* begin TEXT SHOWN *
# Hymenopus coronatus male/female?



## Lientje (Aug 29, 2007)

Hellow,

I have 3 nymphes of this species.

I don't can make the difference between male or female. 5 or 6 segments at the abdomen is not easy to see.

Mabye anybody can make me sure what sex it is by placing a pic?

thanks


----------



## Lientje (Aug 30, 2007)

Please?


----------



## jarek (Aug 30, 2007)

http://www.mantidforum.com/forum/viewtopic.php?t=7110


----------



## Lientje (Aug 30, 2007)

Yes, this one I have seen. But I find it's more difficult to seen it on this species


----------



## Red (Aug 30, 2007)

hymenopus specimens is easy to see the s3x

females have a green line in her neck

males dont have it.

regards!


----------



## Lientje (Aug 30, 2007)

Of great!


----------



## Rick (Aug 30, 2007)

You should be able to count the segments on them easily. If you can't you may want to wait until they are a bit bigger. The techniques yen posted are a bit confusing to me even.
* end TEXT SHOWN *
### TASKS TO COMPLETE
• A. Please copy the stretch of the mantis sexing thread from "I don't can" through "placing a pic?" word for word.
• B. Extend the mantis sexing thread, picking up right after its final sentence.
The rows after this are separate material, not part of the mantis sexing thread.
* begin DATA ENTRIES *
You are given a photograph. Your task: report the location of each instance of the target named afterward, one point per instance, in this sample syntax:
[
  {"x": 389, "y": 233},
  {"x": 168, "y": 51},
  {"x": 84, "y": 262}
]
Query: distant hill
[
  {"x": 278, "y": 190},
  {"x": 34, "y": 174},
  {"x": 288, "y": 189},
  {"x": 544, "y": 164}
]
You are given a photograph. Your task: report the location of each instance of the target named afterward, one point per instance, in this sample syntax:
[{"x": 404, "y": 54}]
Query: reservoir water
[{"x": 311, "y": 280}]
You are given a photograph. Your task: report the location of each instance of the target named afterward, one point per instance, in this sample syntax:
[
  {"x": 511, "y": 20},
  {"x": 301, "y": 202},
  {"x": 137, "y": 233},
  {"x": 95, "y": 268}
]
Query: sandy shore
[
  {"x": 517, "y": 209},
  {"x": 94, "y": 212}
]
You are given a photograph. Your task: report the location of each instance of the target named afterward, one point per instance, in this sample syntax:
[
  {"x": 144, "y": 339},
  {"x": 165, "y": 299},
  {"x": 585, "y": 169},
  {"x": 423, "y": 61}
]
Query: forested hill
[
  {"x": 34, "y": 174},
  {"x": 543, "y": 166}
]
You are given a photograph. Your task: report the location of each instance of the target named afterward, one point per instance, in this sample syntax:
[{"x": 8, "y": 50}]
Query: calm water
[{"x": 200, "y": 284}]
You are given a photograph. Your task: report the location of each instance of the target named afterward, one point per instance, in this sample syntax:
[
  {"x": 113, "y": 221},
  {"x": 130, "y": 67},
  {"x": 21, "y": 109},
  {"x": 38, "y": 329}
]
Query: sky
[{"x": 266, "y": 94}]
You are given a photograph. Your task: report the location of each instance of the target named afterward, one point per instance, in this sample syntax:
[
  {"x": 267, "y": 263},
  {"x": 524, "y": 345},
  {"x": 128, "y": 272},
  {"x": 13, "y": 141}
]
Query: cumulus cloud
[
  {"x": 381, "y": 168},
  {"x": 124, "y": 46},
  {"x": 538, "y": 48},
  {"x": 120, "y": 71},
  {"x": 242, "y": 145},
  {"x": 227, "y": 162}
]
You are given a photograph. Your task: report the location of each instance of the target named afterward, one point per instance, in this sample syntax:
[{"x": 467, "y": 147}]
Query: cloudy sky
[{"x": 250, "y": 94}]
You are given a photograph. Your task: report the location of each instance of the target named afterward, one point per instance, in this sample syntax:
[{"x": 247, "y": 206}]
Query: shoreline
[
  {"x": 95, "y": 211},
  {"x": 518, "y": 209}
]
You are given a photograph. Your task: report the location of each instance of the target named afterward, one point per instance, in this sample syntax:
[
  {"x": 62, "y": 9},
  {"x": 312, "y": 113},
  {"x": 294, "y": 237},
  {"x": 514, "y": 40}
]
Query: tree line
* end DATA ENTRIES *
### RESPONSES BY TASK
• A.
I don't can make the difference between male or female. 5 or 6 segments at the abdomen is not easy to see.

Mabye anybody can make me sure what sex it is by placing a pic?

• B.
----------



## yen_saw (Aug 30, 2007)

I am sure this link has been posted before but couldn't find it. Here is another way for s.exing orchid mantis nymphs at L2/L3.

http://www.mantisphotos.com/sexinghymenopus.htm

Another good pics showing similar method is from a Taiwanese fellow (flying_mantis). It is in chinese but the pics has english words.

http://tw.myblog.yahoo.com/orchid-mantis/a...p;l=f&amp;fid=6

That's what i use when segments are not fully developed.

edit: how come there is a SPAM word by the end of the link?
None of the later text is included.